• [WHAT THE TASK REQUIRES]: Using the data below, copy each line that includes the word "find".

• [MATERIAL SUPPLIED]:
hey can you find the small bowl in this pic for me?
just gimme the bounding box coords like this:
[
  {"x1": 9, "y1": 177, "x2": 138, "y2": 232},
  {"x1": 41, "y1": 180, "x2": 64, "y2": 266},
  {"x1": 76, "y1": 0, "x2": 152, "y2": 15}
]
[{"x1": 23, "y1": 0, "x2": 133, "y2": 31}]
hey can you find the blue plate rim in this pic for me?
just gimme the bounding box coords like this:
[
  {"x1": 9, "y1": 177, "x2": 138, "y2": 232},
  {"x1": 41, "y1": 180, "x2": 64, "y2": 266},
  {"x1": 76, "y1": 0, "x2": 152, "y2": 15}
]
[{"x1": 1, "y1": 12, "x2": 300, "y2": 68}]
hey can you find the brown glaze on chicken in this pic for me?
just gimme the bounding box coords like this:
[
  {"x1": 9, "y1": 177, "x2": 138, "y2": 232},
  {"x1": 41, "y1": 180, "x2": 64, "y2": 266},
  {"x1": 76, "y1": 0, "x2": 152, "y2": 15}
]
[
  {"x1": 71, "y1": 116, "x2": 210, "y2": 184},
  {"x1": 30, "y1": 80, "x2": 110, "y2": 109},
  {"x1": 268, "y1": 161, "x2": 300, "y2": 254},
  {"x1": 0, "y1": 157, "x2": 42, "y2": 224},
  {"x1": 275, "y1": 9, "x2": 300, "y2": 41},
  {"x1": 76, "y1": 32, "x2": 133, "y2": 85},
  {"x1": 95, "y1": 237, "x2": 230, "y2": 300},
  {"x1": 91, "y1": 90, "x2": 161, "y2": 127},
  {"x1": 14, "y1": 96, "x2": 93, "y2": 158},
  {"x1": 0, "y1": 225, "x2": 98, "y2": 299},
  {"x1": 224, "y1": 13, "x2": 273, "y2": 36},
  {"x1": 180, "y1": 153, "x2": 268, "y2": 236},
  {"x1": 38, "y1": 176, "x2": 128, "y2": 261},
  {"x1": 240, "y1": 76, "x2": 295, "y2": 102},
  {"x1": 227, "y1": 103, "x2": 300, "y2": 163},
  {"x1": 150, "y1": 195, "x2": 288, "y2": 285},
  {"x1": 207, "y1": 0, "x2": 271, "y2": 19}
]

• [WRITTEN ANSWER]:
hey can you find the small bowl in this pic for me?
hey can you find the blue plate rim in this pic for me?
hey can you find the brown glaze on chicken in this pic for me?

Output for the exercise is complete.